DIRECTIONS: Report every line of the items below that contains the word "hair", copying each such line in full.

DATASET ROWS:
########
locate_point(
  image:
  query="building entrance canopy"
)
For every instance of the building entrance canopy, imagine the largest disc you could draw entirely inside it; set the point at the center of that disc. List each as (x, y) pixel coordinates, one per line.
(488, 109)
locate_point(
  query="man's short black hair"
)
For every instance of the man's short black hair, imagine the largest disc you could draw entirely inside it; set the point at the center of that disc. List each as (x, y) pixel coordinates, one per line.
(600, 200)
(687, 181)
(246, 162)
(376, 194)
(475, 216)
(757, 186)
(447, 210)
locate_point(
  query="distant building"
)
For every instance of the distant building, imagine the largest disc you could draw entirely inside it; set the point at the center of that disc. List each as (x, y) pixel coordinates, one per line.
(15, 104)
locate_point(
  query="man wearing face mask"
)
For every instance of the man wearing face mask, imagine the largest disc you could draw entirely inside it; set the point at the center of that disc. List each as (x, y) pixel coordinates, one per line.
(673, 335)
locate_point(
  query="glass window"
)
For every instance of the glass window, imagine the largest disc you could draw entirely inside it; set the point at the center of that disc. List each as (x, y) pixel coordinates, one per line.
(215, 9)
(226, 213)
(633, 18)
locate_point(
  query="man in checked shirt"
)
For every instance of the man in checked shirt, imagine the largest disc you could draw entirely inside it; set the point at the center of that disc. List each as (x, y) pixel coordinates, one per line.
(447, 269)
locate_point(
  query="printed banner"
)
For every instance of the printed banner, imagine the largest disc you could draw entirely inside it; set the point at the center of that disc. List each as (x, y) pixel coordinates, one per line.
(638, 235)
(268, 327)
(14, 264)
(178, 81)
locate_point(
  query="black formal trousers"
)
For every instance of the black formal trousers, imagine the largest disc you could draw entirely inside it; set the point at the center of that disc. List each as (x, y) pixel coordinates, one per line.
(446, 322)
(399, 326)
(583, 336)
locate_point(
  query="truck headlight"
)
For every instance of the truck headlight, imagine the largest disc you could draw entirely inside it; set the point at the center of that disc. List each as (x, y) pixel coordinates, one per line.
########
RESPONSE TO THIS EXERCISE:
  query="man's short black hair"
For every instance of the man's short black hair, imagine the largest disc you could draw entirely inside it; set the point at the center of that disc. List each as (x, y) pixel coordinates, one per line.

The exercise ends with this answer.